## Your task
Could you output the data below verbatim, line for line, with nothing changed?

## Rows from a box-labeling dataset
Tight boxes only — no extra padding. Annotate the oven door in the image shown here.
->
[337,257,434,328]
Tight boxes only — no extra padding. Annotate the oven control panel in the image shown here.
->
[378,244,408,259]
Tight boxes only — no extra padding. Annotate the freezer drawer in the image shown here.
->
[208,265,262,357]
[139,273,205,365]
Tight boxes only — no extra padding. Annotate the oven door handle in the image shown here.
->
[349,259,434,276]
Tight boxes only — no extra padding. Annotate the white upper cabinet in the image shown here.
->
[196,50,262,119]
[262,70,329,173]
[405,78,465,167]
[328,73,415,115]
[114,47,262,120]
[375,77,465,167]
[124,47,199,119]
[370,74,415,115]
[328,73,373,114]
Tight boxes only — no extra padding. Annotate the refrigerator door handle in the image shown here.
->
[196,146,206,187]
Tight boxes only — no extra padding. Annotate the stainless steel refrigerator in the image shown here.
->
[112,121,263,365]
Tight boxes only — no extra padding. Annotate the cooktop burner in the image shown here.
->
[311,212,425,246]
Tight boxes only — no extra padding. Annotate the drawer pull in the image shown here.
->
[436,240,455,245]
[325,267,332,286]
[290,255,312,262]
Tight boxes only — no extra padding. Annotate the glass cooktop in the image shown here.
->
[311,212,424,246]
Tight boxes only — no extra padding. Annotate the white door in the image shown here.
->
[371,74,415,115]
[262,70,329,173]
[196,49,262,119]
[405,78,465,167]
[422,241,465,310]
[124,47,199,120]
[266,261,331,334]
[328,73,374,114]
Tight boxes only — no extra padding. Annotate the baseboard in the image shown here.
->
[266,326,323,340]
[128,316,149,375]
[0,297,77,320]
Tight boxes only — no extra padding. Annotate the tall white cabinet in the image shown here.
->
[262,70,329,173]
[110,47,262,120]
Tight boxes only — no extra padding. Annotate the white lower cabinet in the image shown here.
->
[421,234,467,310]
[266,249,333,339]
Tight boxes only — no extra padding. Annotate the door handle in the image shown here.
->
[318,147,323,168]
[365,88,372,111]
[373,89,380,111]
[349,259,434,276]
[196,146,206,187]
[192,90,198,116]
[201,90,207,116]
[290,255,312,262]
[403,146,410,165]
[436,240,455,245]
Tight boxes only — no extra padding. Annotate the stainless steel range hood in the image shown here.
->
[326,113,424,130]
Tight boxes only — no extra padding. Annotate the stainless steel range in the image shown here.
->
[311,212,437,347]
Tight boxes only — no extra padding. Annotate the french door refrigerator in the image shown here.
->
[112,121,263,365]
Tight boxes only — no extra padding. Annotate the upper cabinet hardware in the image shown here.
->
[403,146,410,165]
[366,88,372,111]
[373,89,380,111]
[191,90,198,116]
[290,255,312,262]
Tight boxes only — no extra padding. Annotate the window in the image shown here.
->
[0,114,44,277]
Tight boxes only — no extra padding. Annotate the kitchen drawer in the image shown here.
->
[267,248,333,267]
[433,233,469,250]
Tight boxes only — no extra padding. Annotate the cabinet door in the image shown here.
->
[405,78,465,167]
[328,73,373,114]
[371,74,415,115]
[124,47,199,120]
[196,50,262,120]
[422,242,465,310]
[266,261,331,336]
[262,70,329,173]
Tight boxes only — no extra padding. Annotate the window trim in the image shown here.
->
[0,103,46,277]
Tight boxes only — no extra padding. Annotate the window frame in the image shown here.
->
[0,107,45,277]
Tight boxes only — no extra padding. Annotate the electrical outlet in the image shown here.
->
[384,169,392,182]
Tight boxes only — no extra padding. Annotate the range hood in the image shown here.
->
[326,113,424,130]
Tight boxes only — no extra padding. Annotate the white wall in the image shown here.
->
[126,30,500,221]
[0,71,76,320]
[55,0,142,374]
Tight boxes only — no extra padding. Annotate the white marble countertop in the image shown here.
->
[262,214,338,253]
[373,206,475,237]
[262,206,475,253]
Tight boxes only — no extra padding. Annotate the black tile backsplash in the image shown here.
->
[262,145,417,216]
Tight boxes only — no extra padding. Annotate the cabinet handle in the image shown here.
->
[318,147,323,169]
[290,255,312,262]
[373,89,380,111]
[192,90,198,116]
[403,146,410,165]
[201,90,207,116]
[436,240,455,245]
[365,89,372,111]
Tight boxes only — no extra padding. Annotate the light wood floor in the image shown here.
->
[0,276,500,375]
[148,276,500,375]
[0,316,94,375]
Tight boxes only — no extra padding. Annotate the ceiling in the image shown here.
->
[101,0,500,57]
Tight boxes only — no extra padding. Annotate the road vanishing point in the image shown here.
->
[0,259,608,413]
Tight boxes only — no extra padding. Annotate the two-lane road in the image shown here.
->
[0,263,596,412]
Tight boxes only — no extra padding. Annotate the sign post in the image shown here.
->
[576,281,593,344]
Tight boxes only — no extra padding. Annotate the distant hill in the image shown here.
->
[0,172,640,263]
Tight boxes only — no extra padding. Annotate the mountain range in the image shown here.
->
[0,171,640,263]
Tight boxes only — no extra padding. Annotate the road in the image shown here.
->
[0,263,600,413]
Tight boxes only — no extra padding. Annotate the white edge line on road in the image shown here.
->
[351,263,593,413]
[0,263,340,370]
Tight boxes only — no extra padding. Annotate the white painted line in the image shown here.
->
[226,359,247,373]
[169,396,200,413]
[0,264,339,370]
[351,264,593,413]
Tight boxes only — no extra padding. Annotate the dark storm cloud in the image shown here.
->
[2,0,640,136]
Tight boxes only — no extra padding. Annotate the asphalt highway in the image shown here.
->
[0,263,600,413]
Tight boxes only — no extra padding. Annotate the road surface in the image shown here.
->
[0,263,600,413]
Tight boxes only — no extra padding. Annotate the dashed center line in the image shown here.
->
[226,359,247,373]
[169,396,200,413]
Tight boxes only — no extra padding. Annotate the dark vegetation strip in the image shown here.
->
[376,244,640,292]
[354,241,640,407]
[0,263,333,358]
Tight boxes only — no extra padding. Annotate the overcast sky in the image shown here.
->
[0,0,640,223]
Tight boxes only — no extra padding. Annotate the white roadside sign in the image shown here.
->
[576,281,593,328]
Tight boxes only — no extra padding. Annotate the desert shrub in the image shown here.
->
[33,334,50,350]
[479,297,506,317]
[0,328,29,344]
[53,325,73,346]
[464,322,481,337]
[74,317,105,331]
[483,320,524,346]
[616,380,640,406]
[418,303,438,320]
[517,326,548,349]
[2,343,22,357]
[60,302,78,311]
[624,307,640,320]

## Correct answer
Tight boxes only — no extra padding. Annotate the oven door in the image shown here.
->
[337,257,434,328]
Tight boxes only — no extra padding. Annotate the oven control panel in the image shown here.
->
[378,244,408,259]
Tight boxes only — no extra padding. Annotate the freezer drawer in the image shown here.
->
[208,265,262,357]
[139,273,205,365]
Tight boxes only — no extra padding. Annotate the oven door handle in the image shown here.
->
[349,259,434,276]
Tight boxes only — no extra padding. Annotate the white upper cabinet in the image shown here.
->
[196,50,262,119]
[262,70,329,173]
[405,78,465,167]
[328,73,415,115]
[114,47,262,120]
[375,77,465,167]
[124,47,199,119]
[370,74,415,115]
[328,73,373,114]
Tight boxes only — no extra padding. Annotate the refrigerator door handle in the image shown here.
->
[196,146,206,187]
Tight boxes only — no extra padding. Annotate the stainless steel refrigerator in the image shown here.
->
[112,121,263,365]
Tight boxes only — no extra padding. Annotate the cooktop burner in the image shown here.
->
[311,212,425,246]
Tight boxes only — no extra padding. Annotate the drawer pull in the image shown here.
->
[436,240,455,245]
[325,267,332,286]
[290,255,312,262]
Tight boxes only — no extra padding. Annotate the glass cooktop in the image shown here.
->
[311,212,424,246]
Tight boxes only — no extra padding. Annotate the white door in the image shown here.
->
[371,74,415,115]
[262,70,329,173]
[196,49,262,119]
[405,78,465,167]
[422,241,465,310]
[124,47,199,120]
[266,261,331,334]
[328,73,374,114]
Tight boxes only — no extra padding. Annotate the baseboard in the image shown here.
->
[266,326,323,340]
[128,316,149,375]
[0,297,77,320]
Tight boxes only — no extra padding. Annotate the tall white cabinet in the image shown here.
->
[262,70,329,173]
[110,47,262,120]
Tight boxes only — no extra padding. Annotate the white lower cabinet in the image shown here.
->
[421,234,467,310]
[266,249,333,339]
Tight boxes only — no extra padding. Annotate the door handle in the image shown here.
->
[318,147,323,168]
[365,88,372,111]
[373,89,380,111]
[349,259,434,276]
[196,146,206,187]
[192,90,198,116]
[201,90,207,116]
[290,255,312,262]
[403,146,410,165]
[436,240,455,245]
Tight boxes only — no extra padding. Annotate the stainless steel range hood in the image shown here.
->
[326,113,424,130]
Tight boxes only — no extra padding. Annotate the stainless steel range in the image shown here.
->
[311,212,437,347]
Tight boxes only — no extra padding. Annotate the french door refrigerator in the image shown here.
->
[112,121,263,365]
Tight boxes only — no extra padding. Annotate the upper cabinet hardware in the image shown here.
->
[403,146,410,165]
[366,88,372,111]
[373,89,380,111]
[191,90,198,116]
[290,255,312,262]
Tight boxes only — no extra padding. Annotate the window in the image shown here.
->
[0,114,44,277]
Tight boxes only — no extra padding. Annotate the kitchen drawer in the image shown here.
->
[267,248,333,267]
[433,233,469,250]
Tight boxes only — no extra padding. Annotate the cabinet door in the image shown here.
->
[405,78,465,167]
[328,73,373,114]
[371,74,415,115]
[124,47,199,120]
[196,50,262,120]
[422,242,465,310]
[266,261,331,336]
[262,70,329,173]
Tight boxes only — no extra padding. Annotate the window trim in the image shown here.
->
[0,103,46,277]
Tight boxes only — no extra padding. Annotate the window frame in the image shown here.
->
[0,107,45,277]
Tight boxes only — no extra padding. Annotate the electrical outlet in the image shown here.
->
[384,169,392,182]
Tight boxes only — no extra padding. Annotate the range hood in the image shown here.
->
[326,113,424,130]
Tight boxes only — no extra padding. Annotate the white wall in the image shown here.
->
[126,30,500,221]
[0,71,76,320]
[55,0,142,374]
Tight boxes only — no extra padding. Annotate the white marble countertop in the image shown here.
->
[262,214,338,253]
[373,206,475,237]
[262,206,475,253]
Tight boxes only — no extra padding. Annotate the black tile backsplash in the image shown here.
->
[262,145,417,216]
Tight boxes only — no extra padding. Annotate the cabinet handle in the image shown here.
->
[318,147,323,169]
[290,255,312,262]
[373,89,380,111]
[192,90,198,116]
[403,146,410,165]
[201,90,207,116]
[436,240,455,245]
[365,89,372,111]
Tight boxes only — no extra padding. Annotate the light wood floor in the image shown here.
->
[0,276,500,375]
[148,276,500,375]
[0,316,94,375]
Tight boxes only — no extra padding. Annotate the ceiling in the image shown here.
->
[101,0,500,57]
Tight boxes only — no extra padding. Annotate the road vanishing point in the image shown here.
->
[0,259,608,413]
Tight boxes only — no extra padding. Annotate the two-lane road in the image shown here.
->
[0,263,596,412]
Tight boxes only — no extra padding. Annotate the sign post in the image shown here.
->
[576,281,593,344]
Tight boxes only — no extra padding. Annotate the distant hill in the image shown here.
->
[0,172,640,263]
Tight boxes only — no extra padding. Annotate the mountain range in the image shown here.
->
[0,171,640,263]
Tight boxes only — no extra padding. Annotate the road in the image shown here.
->
[0,263,600,413]
Tight boxes only — no extra padding. Annotate the white edge line on road in the image shown here.
->
[351,263,593,413]
[0,263,340,370]
Tight boxes only — no extra padding. Annotate the white painted line in the image shown here.
->
[226,359,247,373]
[169,396,200,413]
[0,264,339,370]
[351,264,593,413]
Tight boxes only — no extra padding. Annotate the dark storm cloud in the image shown here.
->
[2,0,640,136]
Tight boxes only — no extra padding. Annotate the asphalt highway in the image shown here.
->
[0,263,600,413]
Tight boxes only — no extra padding. Annotate the road surface in the image shown here.
->
[0,263,600,413]
Tight boxes only — no extra padding. Annotate the dashed center line in the image shown here.
->
[226,359,247,373]
[169,396,200,413]
Tight boxes only — no extra padding. Annotate the dark vegetation strip in the image shown here.
->
[376,244,640,292]
[354,241,640,407]
[0,263,333,358]
Tight boxes only — no extra padding. Annotate the overcast sky in the image shown here.
->
[0,0,640,223]
Tight boxes only — no extra padding. Annotate the white roadside sign in the image shown here.
->
[576,281,593,328]
Tight boxes only — no extra padding. Annotate the desert shrub in the image shown here.
->
[33,334,50,350]
[479,297,506,317]
[0,328,29,344]
[53,325,73,346]
[464,322,481,337]
[74,317,105,331]
[483,320,524,346]
[616,380,640,406]
[418,303,438,320]
[517,326,548,349]
[2,343,22,357]
[60,302,78,311]
[624,307,640,320]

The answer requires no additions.